◆ **EXERCISE DESCRIPTION**: Give back all the entries below. Omit none of them.

◆ **RECORDS**:
* * * * * * * * *
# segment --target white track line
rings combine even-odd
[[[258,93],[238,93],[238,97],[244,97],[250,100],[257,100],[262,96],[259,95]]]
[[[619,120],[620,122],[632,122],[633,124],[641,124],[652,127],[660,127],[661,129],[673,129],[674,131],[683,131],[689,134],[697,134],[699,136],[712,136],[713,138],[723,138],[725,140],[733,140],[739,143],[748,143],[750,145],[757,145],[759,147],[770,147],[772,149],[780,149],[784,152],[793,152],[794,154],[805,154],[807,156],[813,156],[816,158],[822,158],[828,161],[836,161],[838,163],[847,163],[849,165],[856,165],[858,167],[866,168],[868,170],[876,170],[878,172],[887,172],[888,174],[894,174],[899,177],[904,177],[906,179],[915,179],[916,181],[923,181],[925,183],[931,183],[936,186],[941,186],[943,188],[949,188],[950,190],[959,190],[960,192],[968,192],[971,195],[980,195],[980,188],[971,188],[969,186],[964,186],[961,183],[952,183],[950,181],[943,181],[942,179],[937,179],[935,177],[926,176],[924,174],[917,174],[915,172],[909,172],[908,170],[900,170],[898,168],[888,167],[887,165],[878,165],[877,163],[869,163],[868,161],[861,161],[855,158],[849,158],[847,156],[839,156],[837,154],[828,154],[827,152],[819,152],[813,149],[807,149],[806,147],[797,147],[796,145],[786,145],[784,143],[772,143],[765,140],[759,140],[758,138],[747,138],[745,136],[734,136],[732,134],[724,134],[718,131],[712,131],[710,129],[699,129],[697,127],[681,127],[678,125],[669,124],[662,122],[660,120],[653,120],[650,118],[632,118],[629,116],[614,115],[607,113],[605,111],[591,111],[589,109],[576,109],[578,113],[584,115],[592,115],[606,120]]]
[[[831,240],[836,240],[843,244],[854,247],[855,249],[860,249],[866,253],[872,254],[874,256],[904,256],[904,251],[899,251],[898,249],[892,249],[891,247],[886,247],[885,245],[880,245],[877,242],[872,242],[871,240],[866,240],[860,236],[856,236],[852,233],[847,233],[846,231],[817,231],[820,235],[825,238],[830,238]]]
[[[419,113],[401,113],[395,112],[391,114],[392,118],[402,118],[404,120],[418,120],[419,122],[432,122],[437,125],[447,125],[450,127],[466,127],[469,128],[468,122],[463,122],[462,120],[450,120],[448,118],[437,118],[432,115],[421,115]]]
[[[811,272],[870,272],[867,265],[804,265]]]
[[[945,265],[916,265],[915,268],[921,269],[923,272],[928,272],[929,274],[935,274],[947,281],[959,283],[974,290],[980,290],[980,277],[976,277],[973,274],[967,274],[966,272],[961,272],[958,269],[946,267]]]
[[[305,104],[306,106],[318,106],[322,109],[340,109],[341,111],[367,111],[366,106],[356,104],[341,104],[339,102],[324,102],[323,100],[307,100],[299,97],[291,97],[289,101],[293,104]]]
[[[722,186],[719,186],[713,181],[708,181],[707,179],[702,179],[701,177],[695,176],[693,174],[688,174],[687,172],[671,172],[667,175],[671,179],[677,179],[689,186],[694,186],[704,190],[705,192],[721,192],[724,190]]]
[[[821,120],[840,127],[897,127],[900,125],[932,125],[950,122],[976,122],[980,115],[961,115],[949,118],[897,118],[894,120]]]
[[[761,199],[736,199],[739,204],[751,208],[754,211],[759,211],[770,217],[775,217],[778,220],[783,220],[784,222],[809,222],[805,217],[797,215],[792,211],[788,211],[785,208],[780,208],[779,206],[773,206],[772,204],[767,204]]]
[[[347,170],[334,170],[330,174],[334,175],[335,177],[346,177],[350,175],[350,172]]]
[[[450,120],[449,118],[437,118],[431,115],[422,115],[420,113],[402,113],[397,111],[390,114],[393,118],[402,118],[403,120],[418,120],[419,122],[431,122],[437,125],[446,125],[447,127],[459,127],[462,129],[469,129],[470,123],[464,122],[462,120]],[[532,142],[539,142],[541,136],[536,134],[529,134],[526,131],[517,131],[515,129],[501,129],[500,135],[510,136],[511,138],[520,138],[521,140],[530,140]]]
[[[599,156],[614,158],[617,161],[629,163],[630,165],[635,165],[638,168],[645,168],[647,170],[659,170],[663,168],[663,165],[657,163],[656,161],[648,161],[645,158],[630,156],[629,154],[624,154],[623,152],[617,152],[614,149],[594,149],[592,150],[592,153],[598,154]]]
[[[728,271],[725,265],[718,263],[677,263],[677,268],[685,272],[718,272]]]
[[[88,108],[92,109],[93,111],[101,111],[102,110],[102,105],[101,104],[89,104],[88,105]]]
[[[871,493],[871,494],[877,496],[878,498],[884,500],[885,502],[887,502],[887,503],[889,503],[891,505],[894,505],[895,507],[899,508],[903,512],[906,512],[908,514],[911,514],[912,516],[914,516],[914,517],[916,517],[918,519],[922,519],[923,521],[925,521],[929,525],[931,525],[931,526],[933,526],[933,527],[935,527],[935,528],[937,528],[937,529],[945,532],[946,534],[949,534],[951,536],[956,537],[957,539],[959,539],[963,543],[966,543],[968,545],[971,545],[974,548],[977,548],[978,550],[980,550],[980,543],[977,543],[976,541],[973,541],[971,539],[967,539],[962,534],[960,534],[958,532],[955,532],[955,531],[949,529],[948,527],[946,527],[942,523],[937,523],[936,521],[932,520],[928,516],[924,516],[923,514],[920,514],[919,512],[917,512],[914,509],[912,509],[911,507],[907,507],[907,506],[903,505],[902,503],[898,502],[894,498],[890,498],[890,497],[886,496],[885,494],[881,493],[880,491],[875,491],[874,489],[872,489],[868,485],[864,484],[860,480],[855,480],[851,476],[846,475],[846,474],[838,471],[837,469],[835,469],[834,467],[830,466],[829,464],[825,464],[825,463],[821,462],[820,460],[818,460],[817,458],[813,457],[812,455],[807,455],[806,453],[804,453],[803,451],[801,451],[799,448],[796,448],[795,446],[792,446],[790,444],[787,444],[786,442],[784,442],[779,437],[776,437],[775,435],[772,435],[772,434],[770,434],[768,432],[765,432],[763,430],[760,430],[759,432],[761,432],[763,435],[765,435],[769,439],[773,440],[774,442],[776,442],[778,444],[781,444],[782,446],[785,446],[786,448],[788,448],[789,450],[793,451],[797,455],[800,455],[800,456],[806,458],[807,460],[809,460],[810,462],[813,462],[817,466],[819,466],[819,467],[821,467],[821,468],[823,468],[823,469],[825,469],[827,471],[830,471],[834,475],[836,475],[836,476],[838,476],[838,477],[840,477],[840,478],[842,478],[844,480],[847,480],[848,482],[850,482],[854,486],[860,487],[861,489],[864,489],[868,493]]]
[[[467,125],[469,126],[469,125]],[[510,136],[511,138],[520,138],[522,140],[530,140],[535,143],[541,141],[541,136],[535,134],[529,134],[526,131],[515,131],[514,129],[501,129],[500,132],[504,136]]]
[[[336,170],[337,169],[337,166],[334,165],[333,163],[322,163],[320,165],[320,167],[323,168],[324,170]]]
* * * * * * * * *
◆ **YOUR RESPONSE**:
# segment --target white track line
rings combine even-odd
[[[258,93],[238,93],[238,97],[244,97],[250,100],[257,100],[262,96],[259,95]]]
[[[619,120],[620,122],[632,122],[633,124],[641,124],[652,127],[660,127],[661,129],[673,129],[674,131],[683,131],[689,134],[697,134],[699,136],[712,136],[713,138],[723,138],[725,140],[733,140],[739,143],[748,143],[750,145],[757,145],[759,147],[770,147],[772,149],[780,149],[784,152],[793,152],[794,154],[805,154],[807,156],[813,156],[816,158],[822,158],[828,161],[836,161],[838,163],[847,163],[849,165],[856,165],[858,167],[866,168],[868,170],[876,170],[878,172],[887,172],[888,174],[894,174],[899,177],[904,177],[906,179],[915,179],[916,181],[923,181],[925,183],[931,183],[936,186],[941,186],[943,188],[949,188],[950,190],[959,190],[960,192],[968,192],[971,195],[980,195],[980,188],[971,188],[969,186],[964,186],[961,183],[952,183],[950,181],[943,181],[942,179],[937,179],[935,177],[926,176],[924,174],[917,174],[915,172],[909,172],[908,170],[900,170],[898,168],[888,167],[887,165],[878,165],[877,163],[869,163],[868,161],[861,161],[855,158],[849,158],[847,156],[839,156],[837,154],[828,154],[827,152],[819,152],[813,149],[807,149],[806,147],[797,147],[796,145],[786,145],[784,143],[772,143],[765,140],[759,140],[758,138],[747,138],[745,136],[734,136],[732,134],[724,134],[718,131],[712,131],[710,129],[699,129],[697,127],[681,127],[678,125],[669,124],[662,122],[660,120],[653,120],[650,118],[632,118],[629,116],[614,115],[607,113],[605,111],[591,111],[589,109],[576,109],[578,113],[584,115],[592,115],[606,120]]]
[[[831,240],[836,240],[843,244],[854,247],[855,249],[860,249],[866,253],[872,254],[874,256],[904,256],[904,251],[899,251],[898,249],[892,249],[891,247],[886,247],[885,245],[880,245],[877,242],[872,242],[871,240],[866,240],[860,236],[856,236],[852,233],[847,233],[846,231],[817,231],[820,235],[825,238],[830,238]]]
[[[419,113],[401,113],[395,112],[391,114],[392,118],[402,118],[404,120],[418,120],[419,122],[432,122],[437,125],[447,125],[450,127],[466,127],[469,128],[468,122],[463,122],[462,120],[450,120],[448,118],[437,118],[432,115],[421,115]]]
[[[811,272],[870,272],[867,265],[804,265]]]
[[[945,265],[916,265],[915,268],[921,269],[923,272],[928,272],[929,274],[935,274],[947,281],[959,283],[974,290],[980,290],[980,277],[976,277],[973,274],[967,274],[966,272],[961,272],[958,269],[946,267]]]
[[[305,104],[306,106],[318,106],[322,109],[340,109],[341,111],[367,111],[366,106],[356,104],[341,104],[339,102],[324,102],[323,100],[307,100],[299,97],[291,97],[289,101],[293,104]]]
[[[722,186],[719,186],[713,181],[708,181],[707,179],[702,179],[701,177],[695,176],[693,174],[688,174],[687,172],[671,172],[667,175],[671,179],[677,179],[689,186],[694,186],[704,190],[705,192],[721,192],[724,190]]]
[[[821,120],[840,127],[897,127],[900,125],[932,125],[950,122],[976,122],[980,115],[961,115],[949,118],[897,118],[894,120]]]
[[[761,199],[736,199],[739,204],[751,208],[754,211],[759,211],[770,217],[775,217],[778,220],[783,220],[784,222],[809,222],[805,217],[797,215],[792,211],[788,211],[785,208],[780,208],[779,206],[773,206],[772,204],[767,204]]]
[[[347,170],[334,170],[330,174],[334,175],[335,177],[346,177],[350,175],[350,172]]]
[[[450,120],[449,118],[437,118],[431,115],[422,115],[420,113],[402,113],[397,111],[390,114],[393,118],[402,118],[403,120],[418,120],[419,122],[431,122],[437,125],[446,125],[447,127],[459,127],[462,129],[469,129],[470,123],[464,122],[462,120]],[[532,142],[539,142],[541,136],[536,134],[529,134],[526,131],[517,131],[515,129],[501,129],[500,135],[510,136],[511,138],[520,138],[521,140],[530,140]]]
[[[599,156],[614,158],[617,161],[629,163],[630,165],[635,165],[638,168],[645,168],[647,170],[659,170],[663,168],[663,165],[657,163],[656,161],[648,161],[645,158],[630,156],[629,154],[624,154],[623,152],[617,152],[614,149],[594,149],[592,150],[592,153],[598,154]]]
[[[728,271],[725,265],[718,263],[677,263],[677,268],[685,272],[718,272]]]
[[[88,108],[92,109],[93,111],[101,111],[102,110],[102,105],[101,104],[89,104],[88,105]]]
[[[871,493],[871,494],[877,496],[878,498],[884,500],[885,502],[887,502],[887,503],[889,503],[891,505],[894,505],[895,507],[899,508],[903,512],[906,512],[908,514],[911,514],[912,516],[914,516],[914,517],[916,517],[918,519],[922,519],[923,521],[925,521],[929,525],[931,525],[931,526],[933,526],[933,527],[935,527],[935,528],[937,528],[937,529],[945,532],[946,534],[949,534],[951,536],[956,537],[957,539],[959,539],[963,543],[966,543],[968,545],[971,545],[974,548],[977,548],[978,550],[980,550],[980,543],[977,543],[976,541],[973,541],[971,539],[967,539],[962,534],[960,534],[958,532],[955,532],[955,531],[949,529],[948,527],[946,527],[942,523],[937,523],[936,521],[932,520],[928,516],[924,516],[923,514],[920,514],[919,512],[917,512],[914,509],[912,509],[911,507],[907,507],[907,506],[903,505],[902,503],[898,502],[894,498],[890,498],[890,497],[886,496],[885,494],[881,493],[880,491],[875,491],[874,489],[872,489],[868,485],[864,484],[860,480],[855,480],[851,476],[846,475],[846,474],[838,471],[837,469],[835,469],[834,467],[830,466],[829,464],[825,464],[825,463],[821,462],[820,460],[818,460],[817,458],[813,457],[812,455],[807,455],[806,453],[804,453],[803,451],[801,451],[799,448],[796,448],[795,446],[792,446],[790,444],[787,444],[786,442],[784,442],[779,437],[776,437],[775,435],[772,435],[772,434],[770,434],[768,432],[765,432],[763,430],[760,430],[759,432],[761,432],[763,435],[765,435],[769,439],[773,440],[774,442],[776,442],[778,444],[781,444],[782,446],[785,446],[786,448],[788,448],[789,450],[793,451],[797,455],[800,455],[800,456],[806,458],[807,460],[809,460],[810,462],[813,462],[817,466],[819,466],[819,467],[821,467],[821,468],[823,468],[823,469],[825,469],[827,471],[830,471],[834,475],[836,475],[836,476],[838,476],[838,477],[840,477],[840,478],[842,478],[844,480],[847,480],[848,482],[850,482],[854,486],[860,487],[861,489],[864,489],[868,493]]]
[[[467,125],[469,126],[469,125]],[[510,136],[511,138],[520,138],[522,140],[530,140],[535,143],[541,141],[541,136],[535,134],[529,134],[526,131],[515,131],[514,129],[501,129],[500,132],[504,136]]]
[[[336,170],[337,169],[337,166],[334,165],[333,163],[322,163],[320,165],[320,167],[323,168],[324,170]]]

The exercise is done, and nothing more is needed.